— Records contained in a dataset —
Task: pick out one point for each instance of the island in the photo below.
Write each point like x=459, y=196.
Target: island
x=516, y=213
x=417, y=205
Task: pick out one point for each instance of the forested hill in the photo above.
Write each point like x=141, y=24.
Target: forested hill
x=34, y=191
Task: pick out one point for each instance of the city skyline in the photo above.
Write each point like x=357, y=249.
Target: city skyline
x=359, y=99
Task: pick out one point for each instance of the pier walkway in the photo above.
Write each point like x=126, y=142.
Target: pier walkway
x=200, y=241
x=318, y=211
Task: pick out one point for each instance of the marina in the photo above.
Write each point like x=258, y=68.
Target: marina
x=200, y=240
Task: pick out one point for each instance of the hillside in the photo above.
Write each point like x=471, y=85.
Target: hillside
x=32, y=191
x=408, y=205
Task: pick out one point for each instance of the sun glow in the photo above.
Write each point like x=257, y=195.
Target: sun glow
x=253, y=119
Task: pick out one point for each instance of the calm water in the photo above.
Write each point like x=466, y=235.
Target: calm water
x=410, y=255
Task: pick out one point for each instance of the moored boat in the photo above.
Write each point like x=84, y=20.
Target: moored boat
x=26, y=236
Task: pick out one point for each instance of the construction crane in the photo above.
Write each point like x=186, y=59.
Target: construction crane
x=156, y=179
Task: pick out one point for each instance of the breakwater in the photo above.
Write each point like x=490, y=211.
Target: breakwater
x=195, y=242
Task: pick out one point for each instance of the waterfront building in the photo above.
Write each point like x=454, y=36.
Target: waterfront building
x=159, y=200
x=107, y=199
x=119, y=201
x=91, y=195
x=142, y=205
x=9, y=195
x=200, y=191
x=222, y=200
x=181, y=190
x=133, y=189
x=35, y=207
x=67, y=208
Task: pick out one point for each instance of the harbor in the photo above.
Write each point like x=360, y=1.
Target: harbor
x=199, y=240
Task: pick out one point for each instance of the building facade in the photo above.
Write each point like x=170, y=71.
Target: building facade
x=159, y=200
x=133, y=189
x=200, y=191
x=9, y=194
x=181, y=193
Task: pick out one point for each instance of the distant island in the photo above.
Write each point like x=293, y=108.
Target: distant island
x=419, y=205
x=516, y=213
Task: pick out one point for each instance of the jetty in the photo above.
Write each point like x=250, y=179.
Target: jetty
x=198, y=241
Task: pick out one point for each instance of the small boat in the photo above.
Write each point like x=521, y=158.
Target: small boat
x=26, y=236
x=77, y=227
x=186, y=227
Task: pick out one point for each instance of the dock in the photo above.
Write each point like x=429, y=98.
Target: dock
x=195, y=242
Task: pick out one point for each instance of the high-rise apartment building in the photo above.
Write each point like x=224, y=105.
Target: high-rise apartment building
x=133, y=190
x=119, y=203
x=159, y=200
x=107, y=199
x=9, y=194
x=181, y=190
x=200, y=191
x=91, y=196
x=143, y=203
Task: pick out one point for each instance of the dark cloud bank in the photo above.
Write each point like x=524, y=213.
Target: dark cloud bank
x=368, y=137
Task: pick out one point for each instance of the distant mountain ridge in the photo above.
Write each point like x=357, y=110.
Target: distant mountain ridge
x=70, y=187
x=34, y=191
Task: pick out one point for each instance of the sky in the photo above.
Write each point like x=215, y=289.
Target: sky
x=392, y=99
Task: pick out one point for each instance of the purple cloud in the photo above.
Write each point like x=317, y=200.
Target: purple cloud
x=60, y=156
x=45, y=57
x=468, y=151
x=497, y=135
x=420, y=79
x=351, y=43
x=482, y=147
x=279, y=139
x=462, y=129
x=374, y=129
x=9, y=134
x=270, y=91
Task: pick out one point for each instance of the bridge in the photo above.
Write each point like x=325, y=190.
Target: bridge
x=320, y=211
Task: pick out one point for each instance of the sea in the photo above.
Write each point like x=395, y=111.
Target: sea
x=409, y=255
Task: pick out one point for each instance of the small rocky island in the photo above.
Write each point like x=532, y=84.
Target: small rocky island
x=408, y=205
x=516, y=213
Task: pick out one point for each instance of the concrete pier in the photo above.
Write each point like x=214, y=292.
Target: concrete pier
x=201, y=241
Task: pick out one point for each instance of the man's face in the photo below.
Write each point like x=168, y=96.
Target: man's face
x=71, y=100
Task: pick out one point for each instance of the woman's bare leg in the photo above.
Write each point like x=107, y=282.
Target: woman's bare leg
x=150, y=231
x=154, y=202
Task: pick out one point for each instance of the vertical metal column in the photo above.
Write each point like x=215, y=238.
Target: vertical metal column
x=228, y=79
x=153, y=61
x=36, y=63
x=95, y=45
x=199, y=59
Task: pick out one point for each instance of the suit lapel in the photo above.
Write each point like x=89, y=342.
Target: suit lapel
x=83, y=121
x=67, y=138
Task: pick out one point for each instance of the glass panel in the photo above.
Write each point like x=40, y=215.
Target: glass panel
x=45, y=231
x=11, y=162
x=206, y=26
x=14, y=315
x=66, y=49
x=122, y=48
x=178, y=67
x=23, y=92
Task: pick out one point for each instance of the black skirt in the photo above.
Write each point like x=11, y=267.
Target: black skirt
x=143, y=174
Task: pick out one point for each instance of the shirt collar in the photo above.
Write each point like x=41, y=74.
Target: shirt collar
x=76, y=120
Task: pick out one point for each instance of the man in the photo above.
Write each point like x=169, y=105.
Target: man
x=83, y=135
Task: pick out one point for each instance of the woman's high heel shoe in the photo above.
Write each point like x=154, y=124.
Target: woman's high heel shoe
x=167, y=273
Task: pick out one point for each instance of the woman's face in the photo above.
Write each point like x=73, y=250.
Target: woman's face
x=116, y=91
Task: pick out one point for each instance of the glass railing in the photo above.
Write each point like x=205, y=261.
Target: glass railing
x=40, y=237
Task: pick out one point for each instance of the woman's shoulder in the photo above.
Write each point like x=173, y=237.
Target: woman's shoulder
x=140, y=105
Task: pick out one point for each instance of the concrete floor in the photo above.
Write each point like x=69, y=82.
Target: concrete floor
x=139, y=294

— Work required —
For each line in the entries that contains the string "below", make a copy.

— Solution —
Task: pick out one point for each instance of the island in the photo below.
Task: pick out one point for each instance of the man's face in the photo below.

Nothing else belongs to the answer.